**EXERCISE BRIEF:**
Without changing anything, set down every line shown below.

**RECORDS TO PROCESS:**
--- START ---

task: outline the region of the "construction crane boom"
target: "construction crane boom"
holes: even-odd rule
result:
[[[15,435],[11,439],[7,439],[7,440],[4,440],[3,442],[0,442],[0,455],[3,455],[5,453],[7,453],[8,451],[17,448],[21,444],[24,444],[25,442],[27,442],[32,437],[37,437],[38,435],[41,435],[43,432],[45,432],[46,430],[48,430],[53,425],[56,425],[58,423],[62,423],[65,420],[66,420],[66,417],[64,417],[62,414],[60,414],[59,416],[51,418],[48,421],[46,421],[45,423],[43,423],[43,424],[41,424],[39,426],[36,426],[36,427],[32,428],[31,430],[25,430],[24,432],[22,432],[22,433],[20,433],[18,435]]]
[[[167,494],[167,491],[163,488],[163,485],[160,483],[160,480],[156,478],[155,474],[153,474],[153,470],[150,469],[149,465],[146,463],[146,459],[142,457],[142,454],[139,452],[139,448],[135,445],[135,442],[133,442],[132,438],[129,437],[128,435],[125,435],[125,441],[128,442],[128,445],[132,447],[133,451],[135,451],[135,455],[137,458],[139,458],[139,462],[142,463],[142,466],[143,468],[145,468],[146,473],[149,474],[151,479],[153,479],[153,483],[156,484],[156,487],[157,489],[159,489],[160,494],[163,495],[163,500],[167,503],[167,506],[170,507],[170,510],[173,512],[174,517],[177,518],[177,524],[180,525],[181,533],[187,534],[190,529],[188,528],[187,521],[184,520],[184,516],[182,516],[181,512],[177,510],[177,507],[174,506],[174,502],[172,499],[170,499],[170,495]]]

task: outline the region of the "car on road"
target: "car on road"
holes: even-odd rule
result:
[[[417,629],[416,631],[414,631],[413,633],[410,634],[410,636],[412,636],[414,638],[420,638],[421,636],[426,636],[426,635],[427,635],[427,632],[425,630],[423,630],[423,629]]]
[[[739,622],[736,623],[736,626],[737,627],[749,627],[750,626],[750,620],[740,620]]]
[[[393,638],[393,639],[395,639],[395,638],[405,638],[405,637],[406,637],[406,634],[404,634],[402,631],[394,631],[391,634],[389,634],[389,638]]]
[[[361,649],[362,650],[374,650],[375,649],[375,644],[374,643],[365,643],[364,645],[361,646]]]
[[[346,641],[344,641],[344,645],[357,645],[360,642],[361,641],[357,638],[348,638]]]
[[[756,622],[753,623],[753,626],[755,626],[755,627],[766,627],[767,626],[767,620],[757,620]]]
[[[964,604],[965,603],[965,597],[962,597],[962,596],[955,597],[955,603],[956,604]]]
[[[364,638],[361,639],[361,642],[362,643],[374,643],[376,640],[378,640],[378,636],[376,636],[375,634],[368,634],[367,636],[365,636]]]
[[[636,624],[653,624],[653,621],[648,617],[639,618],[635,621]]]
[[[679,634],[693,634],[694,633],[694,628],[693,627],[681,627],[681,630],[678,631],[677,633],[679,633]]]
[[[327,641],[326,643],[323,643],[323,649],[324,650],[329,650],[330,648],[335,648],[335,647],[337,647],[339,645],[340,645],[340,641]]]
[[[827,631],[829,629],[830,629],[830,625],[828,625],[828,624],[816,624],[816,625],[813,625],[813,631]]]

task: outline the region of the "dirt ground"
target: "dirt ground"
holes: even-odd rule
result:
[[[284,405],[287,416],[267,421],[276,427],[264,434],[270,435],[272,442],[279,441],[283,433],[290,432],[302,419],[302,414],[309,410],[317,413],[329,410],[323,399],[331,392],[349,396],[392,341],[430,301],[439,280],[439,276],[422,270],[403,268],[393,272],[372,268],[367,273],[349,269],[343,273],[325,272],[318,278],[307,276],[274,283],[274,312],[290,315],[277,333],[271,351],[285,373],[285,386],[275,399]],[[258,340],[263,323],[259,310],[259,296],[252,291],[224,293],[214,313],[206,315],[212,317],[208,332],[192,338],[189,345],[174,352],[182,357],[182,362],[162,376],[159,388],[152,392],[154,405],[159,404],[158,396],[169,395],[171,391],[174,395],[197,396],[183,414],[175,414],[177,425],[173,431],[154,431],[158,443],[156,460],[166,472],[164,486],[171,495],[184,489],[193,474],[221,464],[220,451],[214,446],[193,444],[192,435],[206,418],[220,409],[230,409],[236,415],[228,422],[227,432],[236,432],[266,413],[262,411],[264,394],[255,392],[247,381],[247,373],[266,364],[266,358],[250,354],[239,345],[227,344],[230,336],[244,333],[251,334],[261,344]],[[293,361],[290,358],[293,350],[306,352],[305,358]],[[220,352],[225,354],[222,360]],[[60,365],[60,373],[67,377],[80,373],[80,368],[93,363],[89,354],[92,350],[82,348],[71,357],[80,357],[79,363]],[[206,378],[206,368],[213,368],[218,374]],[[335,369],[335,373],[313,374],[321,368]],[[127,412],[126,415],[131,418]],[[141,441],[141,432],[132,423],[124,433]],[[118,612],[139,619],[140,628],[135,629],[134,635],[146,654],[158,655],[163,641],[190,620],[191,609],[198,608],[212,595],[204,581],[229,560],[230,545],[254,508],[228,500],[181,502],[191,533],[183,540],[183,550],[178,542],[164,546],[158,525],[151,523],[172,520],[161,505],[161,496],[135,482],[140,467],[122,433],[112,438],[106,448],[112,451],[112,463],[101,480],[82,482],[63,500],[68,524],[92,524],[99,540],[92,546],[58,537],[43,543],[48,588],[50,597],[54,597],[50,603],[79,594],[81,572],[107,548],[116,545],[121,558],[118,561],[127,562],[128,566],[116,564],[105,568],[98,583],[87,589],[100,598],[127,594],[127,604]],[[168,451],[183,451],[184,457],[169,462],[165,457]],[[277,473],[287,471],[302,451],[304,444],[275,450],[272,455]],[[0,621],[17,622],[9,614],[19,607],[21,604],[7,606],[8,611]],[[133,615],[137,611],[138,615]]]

--- END ---

**EXERCISE RESULT:**
task: outline the region of the "construction crane boom"
target: "construction crane boom"
holes: even-odd rule
result:
[[[15,435],[11,439],[7,439],[7,440],[4,440],[3,442],[0,442],[0,455],[3,455],[5,453],[7,453],[8,451],[17,448],[21,444],[24,444],[25,442],[27,442],[32,437],[37,437],[38,435],[41,435],[43,432],[45,432],[46,430],[48,430],[53,425],[56,425],[58,423],[62,423],[65,420],[66,420],[66,417],[64,417],[62,414],[60,414],[59,416],[51,418],[48,421],[46,421],[45,423],[43,423],[43,424],[41,424],[39,426],[36,426],[36,427],[32,428],[31,430],[25,430],[24,432],[22,432],[22,433],[20,433],[18,435]]]
[[[167,494],[167,491],[163,488],[163,485],[160,483],[160,480],[156,478],[155,474],[153,474],[153,470],[150,469],[149,465],[146,463],[146,459],[142,457],[142,454],[139,452],[139,448],[135,445],[135,442],[133,442],[132,438],[129,437],[128,435],[125,435],[125,441],[128,442],[128,445],[132,447],[133,451],[135,451],[135,455],[137,458],[139,458],[139,462],[142,463],[142,466],[143,468],[145,468],[146,473],[149,474],[151,479],[153,479],[153,483],[156,484],[156,487],[157,489],[159,489],[160,494],[163,495],[163,500],[167,503],[167,506],[170,507],[170,510],[173,512],[174,517],[177,518],[177,524],[180,525],[181,533],[187,534],[190,529],[188,528],[187,521],[184,520],[184,516],[182,516],[181,512],[177,510],[177,507],[174,506],[174,502],[172,499],[170,499],[170,495]]]

task: outline the region of the "car on road"
target: "car on road"
holes: even-odd rule
result:
[[[417,629],[416,631],[414,631],[413,633],[410,634],[410,636],[412,636],[414,638],[420,638],[421,636],[426,636],[426,635],[427,635],[427,632],[425,630],[423,630],[423,629]]]
[[[739,622],[736,623],[736,626],[737,627],[749,627],[750,626],[750,620],[740,620]]]
[[[393,638],[393,639],[395,639],[395,638],[405,638],[405,637],[406,637],[406,634],[404,634],[402,631],[394,631],[391,634],[389,634],[389,638]]]
[[[361,649],[362,650],[374,650],[375,649],[375,644],[374,643],[365,643],[364,645],[361,646]]]
[[[346,641],[344,641],[344,645],[357,645],[360,642],[361,641],[357,638],[348,638]]]
[[[756,622],[753,623],[753,626],[755,626],[755,627],[766,627],[767,626],[767,620],[757,620]]]
[[[964,604],[965,603],[965,597],[962,597],[962,596],[955,597],[955,603],[956,604]]]
[[[364,638],[361,639],[361,642],[362,643],[374,643],[376,640],[378,640],[378,636],[376,636],[375,634],[368,634],[367,636],[365,636]]]
[[[636,624],[653,624],[653,621],[648,617],[639,618],[635,621]]]
[[[679,634],[693,634],[694,633],[694,628],[693,627],[681,627],[681,630],[678,631],[677,633],[679,633]]]
[[[327,641],[326,643],[323,643],[323,649],[324,650],[329,650],[330,648],[335,648],[335,647],[337,647],[339,645],[340,645],[340,641]]]
[[[827,631],[829,629],[830,629],[830,625],[828,625],[828,624],[816,624],[816,625],[813,625],[813,631]]]

task: outline the region of the "dirt ground"
target: "dirt ground"
holes: even-odd rule
result:
[[[284,405],[287,416],[267,421],[276,427],[264,434],[270,435],[272,442],[279,441],[283,433],[290,432],[302,419],[302,414],[309,410],[317,413],[329,410],[323,399],[331,392],[349,396],[392,341],[430,301],[439,280],[439,276],[422,270],[403,268],[393,272],[372,268],[367,273],[349,269],[343,273],[325,272],[318,278],[307,276],[274,283],[274,312],[290,315],[277,333],[271,351],[285,373],[285,386],[275,399]],[[258,340],[263,323],[259,310],[259,296],[252,291],[224,293],[214,313],[206,315],[212,317],[208,332],[192,338],[189,345],[174,352],[182,357],[182,362],[162,376],[159,388],[152,392],[154,405],[159,404],[158,396],[169,395],[171,391],[174,395],[197,396],[183,414],[175,414],[177,425],[173,431],[154,431],[158,443],[156,460],[166,472],[164,486],[171,495],[184,489],[193,474],[221,464],[220,451],[214,446],[193,444],[192,435],[206,418],[220,409],[230,409],[236,415],[228,422],[227,432],[236,432],[266,413],[262,411],[264,394],[255,392],[247,381],[247,373],[266,364],[266,358],[250,354],[239,345],[227,344],[230,336],[244,333],[251,334],[261,344]],[[293,361],[290,358],[293,350],[306,352],[305,358]],[[220,352],[225,354],[222,360]],[[60,365],[60,373],[67,377],[80,373],[80,368],[93,363],[89,354],[92,350],[82,348],[71,357],[80,357],[79,363]],[[206,378],[206,368],[213,368],[218,374]],[[335,369],[335,373],[313,374],[321,368]],[[127,412],[126,415],[131,418]],[[141,441],[141,432],[132,423],[124,433]],[[118,612],[139,619],[140,628],[135,629],[134,635],[146,654],[158,655],[163,641],[190,620],[191,609],[198,608],[212,595],[204,581],[229,560],[230,545],[254,508],[228,500],[181,502],[191,533],[183,540],[183,550],[178,542],[164,546],[158,525],[151,523],[172,520],[161,505],[161,496],[135,482],[140,467],[122,433],[112,438],[106,448],[112,451],[112,463],[101,480],[82,482],[63,500],[68,524],[92,524],[99,540],[92,546],[58,537],[43,543],[48,588],[50,597],[54,597],[50,603],[79,594],[81,572],[107,548],[116,545],[121,558],[118,561],[127,562],[128,566],[116,564],[105,568],[98,583],[87,589],[100,598],[127,594],[127,604]],[[168,451],[183,451],[184,457],[169,462],[165,457]],[[277,473],[287,471],[302,451],[304,444],[275,450],[272,455]],[[0,621],[17,622],[9,614],[19,607],[21,604],[7,606],[8,611]],[[133,615],[137,611],[138,615]]]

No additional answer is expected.